Work task
All of the data should be restated word for word.

Available data section start

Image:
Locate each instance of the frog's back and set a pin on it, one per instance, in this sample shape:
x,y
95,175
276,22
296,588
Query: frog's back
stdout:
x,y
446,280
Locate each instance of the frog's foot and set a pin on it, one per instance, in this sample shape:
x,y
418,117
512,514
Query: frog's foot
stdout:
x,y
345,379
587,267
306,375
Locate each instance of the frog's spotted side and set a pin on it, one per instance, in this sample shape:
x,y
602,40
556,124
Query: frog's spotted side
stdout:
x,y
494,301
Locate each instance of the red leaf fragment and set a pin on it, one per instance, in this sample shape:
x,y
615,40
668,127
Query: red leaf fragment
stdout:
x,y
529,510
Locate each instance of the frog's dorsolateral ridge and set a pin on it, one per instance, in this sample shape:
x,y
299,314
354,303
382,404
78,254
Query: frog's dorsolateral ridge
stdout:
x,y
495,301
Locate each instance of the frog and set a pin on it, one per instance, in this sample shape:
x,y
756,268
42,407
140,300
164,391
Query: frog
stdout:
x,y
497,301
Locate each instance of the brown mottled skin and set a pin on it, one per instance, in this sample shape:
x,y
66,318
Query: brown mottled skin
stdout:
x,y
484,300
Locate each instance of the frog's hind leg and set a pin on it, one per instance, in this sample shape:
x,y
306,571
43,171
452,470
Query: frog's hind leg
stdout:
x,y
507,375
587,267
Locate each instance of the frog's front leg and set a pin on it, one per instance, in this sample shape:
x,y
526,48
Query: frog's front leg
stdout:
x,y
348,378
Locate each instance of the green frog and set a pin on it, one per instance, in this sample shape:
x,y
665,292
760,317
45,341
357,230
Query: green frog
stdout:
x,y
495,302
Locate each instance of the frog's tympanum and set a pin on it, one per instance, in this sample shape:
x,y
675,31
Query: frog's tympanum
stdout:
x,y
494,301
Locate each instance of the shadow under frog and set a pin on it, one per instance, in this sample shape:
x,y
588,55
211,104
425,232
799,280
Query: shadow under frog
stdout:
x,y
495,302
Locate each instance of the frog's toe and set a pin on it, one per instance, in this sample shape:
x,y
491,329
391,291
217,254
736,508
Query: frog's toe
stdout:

Available data section end

Problem solution
Image:
Locate each instance of the frog's back and set a pin on it, one per instance, in this sample shape:
x,y
95,175
276,22
296,588
Query: frog's back
stdout:
x,y
446,280
Locate each instance of the frog's foot and set a pin on it, one per instance, in this sample shape:
x,y
418,117
512,514
Query: frog's foot
stdout:
x,y
345,379
587,267
306,375
Locate each instance of the frog's spotted side and set a pin on it, one per instance, in this sample shape:
x,y
602,40
556,124
Query: frog's spotted side
stdout:
x,y
494,301
Locate each instance of the red leaf fragment and set a pin on it, one per instance, in this sample shape:
x,y
615,40
668,127
Query: red leaf fragment
stdout:
x,y
529,510
Locate each instance of the frog's dorsolateral ridge and set a pin on it, one per instance, in this sample shape:
x,y
299,314
354,303
382,404
78,254
Query: frog's dorsolateral ridge
stdout:
x,y
495,301
Locate each instance of the frog and set a pin on it, one per instance, in this sample shape:
x,y
756,268
42,407
140,300
164,391
Query: frog
stdout:
x,y
497,301
Locate each instance of the brown mottled skin and set a pin on it, one per instance, in this sample shape:
x,y
66,318
Query: brown mottled skin
stdout:
x,y
484,300
Locate each instance of the frog's hind leg and set a pin on it, one per instance, in this sample shape:
x,y
306,571
43,171
452,470
Query: frog's hind leg
stdout:
x,y
507,375
587,267
Locate each instance of the frog's front leg and set a pin on it, one per instance, in this sample shape:
x,y
526,48
Query: frog's front leg
stdout:
x,y
348,378
Locate each instance of the green frog and set a pin on it, one per instance, in this sample shape:
x,y
665,292
760,317
45,341
357,230
Query: green frog
stdout:
x,y
495,302
Locate each instance of the frog's tympanum and set a pin on it, one per instance, in this sample shape:
x,y
675,31
Query: frog's tympanum
stdout:
x,y
494,301
Locate each instance of the shadow under frog and set a pin on it, one per instance, in this sample shape:
x,y
588,55
211,104
425,232
799,280
Query: shadow under frog
stdout:
x,y
495,302
Locate each instance of the frog's toe and set a pin on it, one per instance, in this sample shape:
x,y
491,329
391,291
217,254
736,508
Query: frog's toe
stdout:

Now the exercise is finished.